### Task material:
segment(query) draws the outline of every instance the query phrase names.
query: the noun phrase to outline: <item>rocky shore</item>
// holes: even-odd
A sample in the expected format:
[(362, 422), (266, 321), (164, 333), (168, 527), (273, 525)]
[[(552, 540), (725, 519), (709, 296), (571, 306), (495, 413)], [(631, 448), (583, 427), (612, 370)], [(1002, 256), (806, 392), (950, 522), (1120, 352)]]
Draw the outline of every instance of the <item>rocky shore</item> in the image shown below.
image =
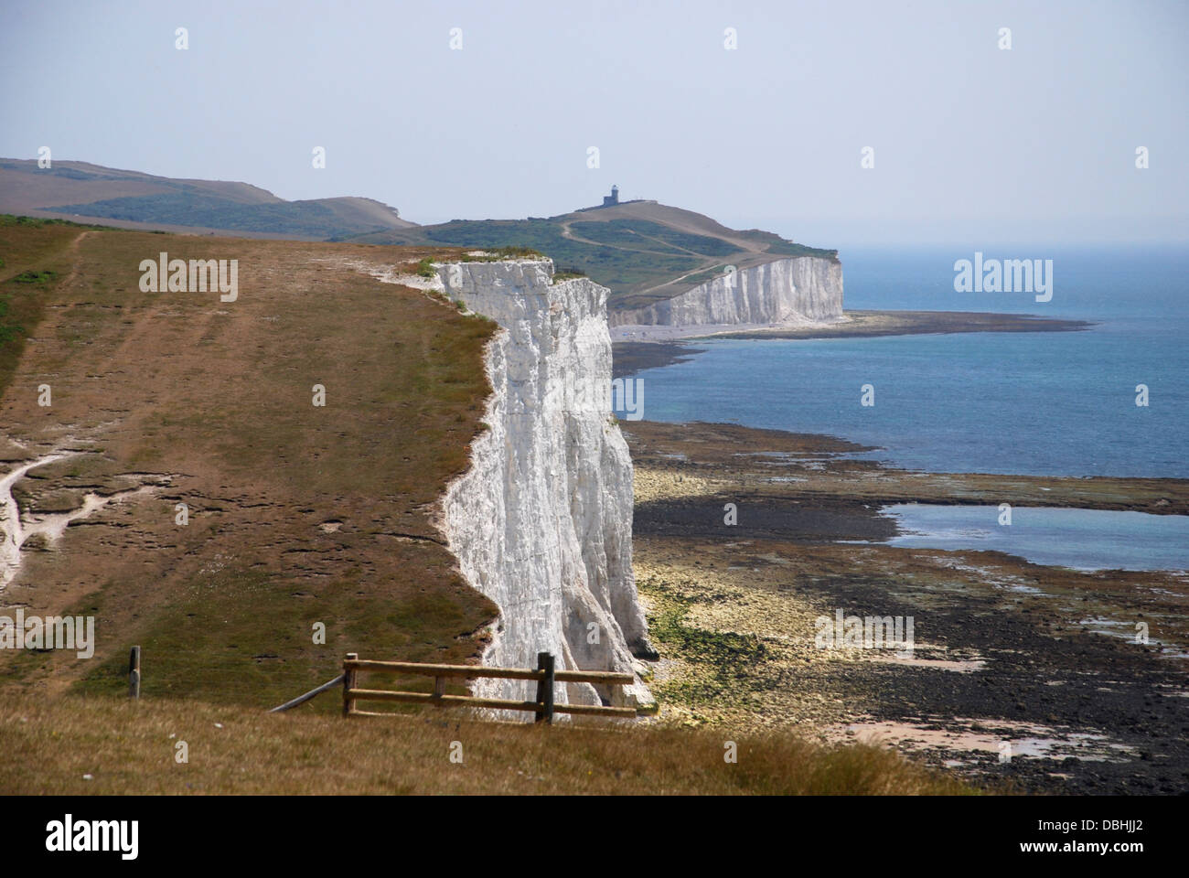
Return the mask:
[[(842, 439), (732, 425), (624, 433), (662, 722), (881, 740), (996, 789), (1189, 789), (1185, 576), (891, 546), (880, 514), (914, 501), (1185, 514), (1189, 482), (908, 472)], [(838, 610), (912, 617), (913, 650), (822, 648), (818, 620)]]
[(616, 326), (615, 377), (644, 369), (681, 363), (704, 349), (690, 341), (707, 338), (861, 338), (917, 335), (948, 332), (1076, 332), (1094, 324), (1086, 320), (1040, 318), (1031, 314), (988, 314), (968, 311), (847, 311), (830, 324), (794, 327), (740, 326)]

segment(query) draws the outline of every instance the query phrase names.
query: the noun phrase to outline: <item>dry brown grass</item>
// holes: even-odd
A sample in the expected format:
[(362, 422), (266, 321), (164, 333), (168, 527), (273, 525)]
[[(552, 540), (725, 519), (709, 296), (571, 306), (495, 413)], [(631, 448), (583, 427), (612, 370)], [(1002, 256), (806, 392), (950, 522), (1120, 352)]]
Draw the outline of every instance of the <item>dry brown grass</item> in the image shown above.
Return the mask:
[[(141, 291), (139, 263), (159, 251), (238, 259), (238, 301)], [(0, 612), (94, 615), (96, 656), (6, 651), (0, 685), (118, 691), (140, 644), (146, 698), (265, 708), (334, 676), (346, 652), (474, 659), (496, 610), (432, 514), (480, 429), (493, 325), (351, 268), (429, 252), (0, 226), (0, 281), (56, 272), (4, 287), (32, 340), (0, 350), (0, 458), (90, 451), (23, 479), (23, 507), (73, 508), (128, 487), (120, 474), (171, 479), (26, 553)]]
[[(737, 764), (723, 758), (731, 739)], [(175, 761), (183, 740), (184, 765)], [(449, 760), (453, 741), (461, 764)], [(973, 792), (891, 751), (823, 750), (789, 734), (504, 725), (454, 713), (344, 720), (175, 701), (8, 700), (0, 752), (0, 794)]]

### Required task:
Collect every line in the records above that contains the string "query". Match case: a line counts only if the string appears with the same capitalization.

### Answer to the problem:
segment(query) draws the outline of every instance the query phrase names.
query: the noun phrase to outline: <item>rocky shore</item>
segment(query) draws the outline of every instance the query phrase names.
query: the noun phrase to outline: <item>dry brown grass</item>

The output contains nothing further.